▶ EXERCISE: Render every line of the listing below as a Markdown table with the columns Row and Text, numbering the rows in order. Leave out blank lines and the pictures.

▶ INPUT ROWS:
==*==

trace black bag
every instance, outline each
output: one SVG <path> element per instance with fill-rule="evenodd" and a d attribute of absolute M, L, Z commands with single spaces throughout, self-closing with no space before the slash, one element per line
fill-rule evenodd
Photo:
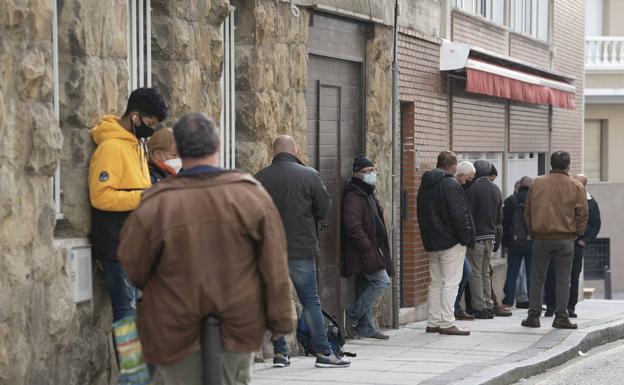
<path fill-rule="evenodd" d="M 355 353 L 349 353 L 342 350 L 342 347 L 345 344 L 345 338 L 340 331 L 340 326 L 338 326 L 338 321 L 336 317 L 330 315 L 325 310 L 321 309 L 323 313 L 323 317 L 325 319 L 325 331 L 327 333 L 327 342 L 331 346 L 332 351 L 336 355 L 336 357 L 355 357 Z M 299 322 L 297 323 L 297 341 L 303 346 L 303 350 L 305 355 L 315 355 L 317 352 L 314 350 L 314 346 L 312 346 L 312 339 L 310 338 L 310 328 L 305 322 L 303 317 L 299 318 Z"/>
<path fill-rule="evenodd" d="M 531 248 L 533 239 L 529 234 L 529 228 L 524 221 L 524 203 L 513 197 L 514 213 L 511 219 L 511 241 L 509 247 L 514 249 Z"/>

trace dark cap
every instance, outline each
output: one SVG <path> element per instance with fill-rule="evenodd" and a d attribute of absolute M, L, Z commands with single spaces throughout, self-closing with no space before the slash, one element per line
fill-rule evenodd
<path fill-rule="evenodd" d="M 375 164 L 372 160 L 368 159 L 366 155 L 359 155 L 357 158 L 353 159 L 353 171 L 360 171 L 366 167 L 373 166 L 375 166 Z"/>

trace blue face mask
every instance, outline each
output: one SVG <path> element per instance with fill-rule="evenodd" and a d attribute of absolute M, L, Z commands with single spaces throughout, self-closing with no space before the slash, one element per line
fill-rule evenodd
<path fill-rule="evenodd" d="M 364 174 L 364 183 L 368 183 L 371 186 L 374 186 L 377 183 L 377 173 L 371 172 L 370 174 Z"/>

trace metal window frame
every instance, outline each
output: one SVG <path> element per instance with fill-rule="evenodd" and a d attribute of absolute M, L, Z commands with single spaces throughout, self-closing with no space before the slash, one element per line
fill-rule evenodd
<path fill-rule="evenodd" d="M 58 4 L 57 0 L 52 0 L 52 88 L 53 88 L 53 109 L 56 123 L 60 122 L 59 108 L 59 59 L 58 59 Z M 61 205 L 61 163 L 56 166 L 52 181 L 52 193 L 54 201 L 54 214 L 56 220 L 64 218 Z"/>

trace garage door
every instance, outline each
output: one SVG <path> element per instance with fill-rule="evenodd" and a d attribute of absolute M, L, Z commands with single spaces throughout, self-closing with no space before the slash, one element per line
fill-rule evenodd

==*==

▶ OUTPUT FOR THIS TASK:
| Row | Text |
|---|---|
| 1 | trace black bag |
| 2 | every instance, outline each |
| 3 | output: one SVG <path> element per instance with fill-rule="evenodd" and a d attribute of absolute M, L, Z commands with single spaces throughout, self-closing with no space before the slash, one element per line |
| 4 | fill-rule evenodd |
| 5 | Photo: |
| 6 | <path fill-rule="evenodd" d="M 355 353 L 349 353 L 342 350 L 342 347 L 345 344 L 345 338 L 340 331 L 340 326 L 338 326 L 338 321 L 336 317 L 330 315 L 325 310 L 321 309 L 323 313 L 323 317 L 325 319 L 325 331 L 327 333 L 327 342 L 331 346 L 332 351 L 336 355 L 336 357 L 355 357 Z M 299 322 L 297 323 L 297 341 L 303 346 L 303 350 L 305 355 L 315 355 L 317 352 L 314 350 L 314 346 L 312 346 L 312 339 L 310 338 L 310 328 L 305 322 L 303 317 L 299 318 Z"/> |
| 7 | <path fill-rule="evenodd" d="M 531 248 L 533 239 L 529 234 L 529 228 L 524 221 L 524 203 L 513 197 L 514 213 L 511 219 L 511 241 L 509 247 L 514 249 Z"/> |
| 8 | trace dark cap |
| 9 | every instance, outline each |
| 10 | output: one SVG <path> element per instance with fill-rule="evenodd" and a d attribute of absolute M, L, Z commands with single spaces throughout, self-closing with no space before the slash, one element per line |
| 11 | fill-rule evenodd |
| 12 | <path fill-rule="evenodd" d="M 375 164 L 372 160 L 368 159 L 366 155 L 359 155 L 357 158 L 353 159 L 353 171 L 360 171 L 366 167 L 373 166 L 375 166 Z"/> |
| 13 | trace blue face mask |
| 14 | every instance, outline each |
| 15 | output: one SVG <path> element per instance with fill-rule="evenodd" and a d attribute of absolute M, L, Z commands with single spaces throughout, self-closing with no space before the slash, one element per line |
| 16 | fill-rule evenodd |
| 17 | <path fill-rule="evenodd" d="M 364 174 L 364 183 L 368 183 L 371 186 L 374 186 L 377 183 L 377 173 L 371 172 L 370 174 Z"/> |
| 18 | trace metal window frame |
| 19 | every instance, outline each |
| 20 | output: one SVG <path> element per instance with fill-rule="evenodd" and a d attribute of absolute M, L, Z commands with single spaces throughout, self-closing with no space before the slash, one element per line |
| 21 | fill-rule evenodd |
| 22 | <path fill-rule="evenodd" d="M 58 4 L 57 0 L 52 0 L 52 88 L 53 88 L 53 109 L 56 123 L 60 122 L 59 108 L 59 59 L 58 59 Z M 61 205 L 61 163 L 56 166 L 52 181 L 52 193 L 54 201 L 54 214 L 56 220 L 64 218 Z"/> |
| 23 | trace garage door |
| 24 | every instance, outline each |
| 25 | output: one SVG <path> element per instance with fill-rule="evenodd" and a d attribute of absolute M, L, Z commands with single spaces throughout, self-closing with no space before the slash, one element per line |
| 26 | fill-rule evenodd |